- [Dataset entries]:

##############################

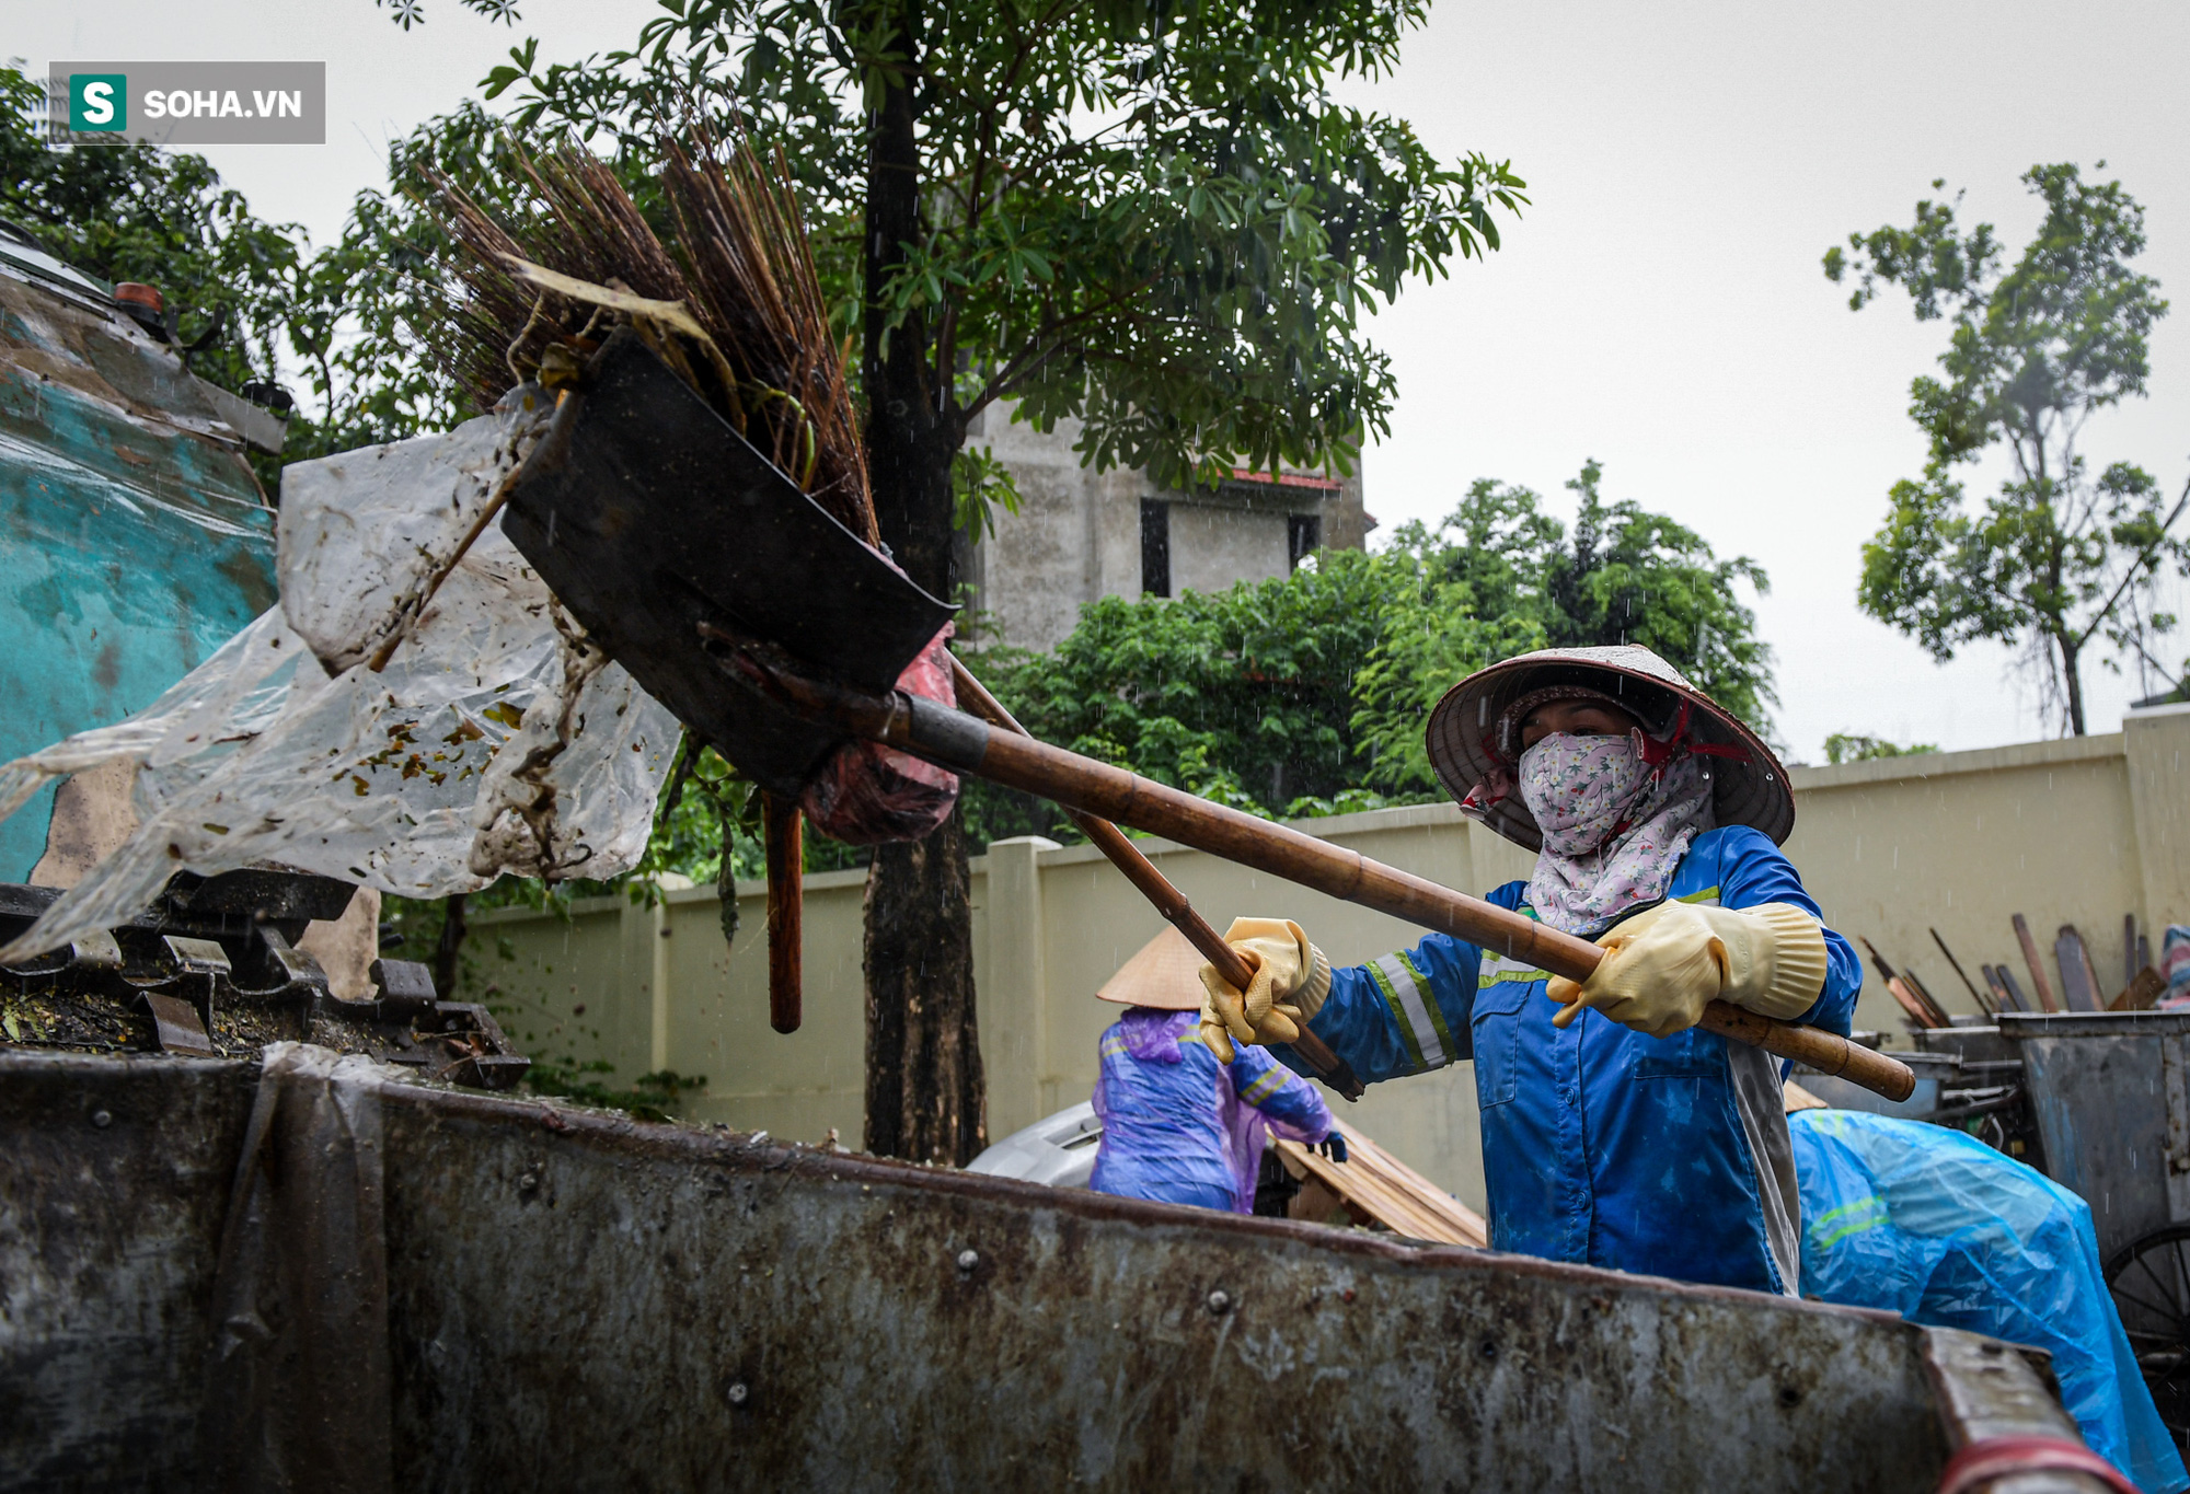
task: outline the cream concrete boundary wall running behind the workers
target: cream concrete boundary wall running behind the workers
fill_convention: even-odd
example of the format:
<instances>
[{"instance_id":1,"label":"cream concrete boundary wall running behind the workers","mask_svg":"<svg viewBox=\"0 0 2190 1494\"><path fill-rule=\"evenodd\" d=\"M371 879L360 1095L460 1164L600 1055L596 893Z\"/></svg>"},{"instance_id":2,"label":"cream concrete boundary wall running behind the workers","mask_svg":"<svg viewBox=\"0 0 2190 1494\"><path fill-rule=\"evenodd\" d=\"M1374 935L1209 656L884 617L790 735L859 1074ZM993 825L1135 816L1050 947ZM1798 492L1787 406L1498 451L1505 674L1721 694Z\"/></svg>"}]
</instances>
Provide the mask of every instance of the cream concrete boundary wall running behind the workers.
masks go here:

##############################

- [Task to complete]: Nothing but the records, repeated exactly and stripped of pictures, should appear in the answer.

- [Answer section]:
task: outline the cream concrete boundary wall running behind the workers
target: cream concrete boundary wall running behind the workers
fill_convention: even-odd
example of the format:
<instances>
[{"instance_id":1,"label":"cream concrete boundary wall running behind the workers","mask_svg":"<svg viewBox=\"0 0 2190 1494\"><path fill-rule=\"evenodd\" d=\"M371 879L360 1095L460 1164L600 1055L596 893Z\"/></svg>"},{"instance_id":2,"label":"cream concrete boundary wall running behind the workers","mask_svg":"<svg viewBox=\"0 0 2190 1494\"><path fill-rule=\"evenodd\" d=\"M1374 935L1209 656L884 617L790 735L859 1074ZM993 825L1135 816L1050 947ZM1798 492L1787 406L1498 451L1505 674L1721 694Z\"/></svg>"}]
</instances>
Provide the mask of every instance of the cream concrete boundary wall running behind the workers.
masks go here:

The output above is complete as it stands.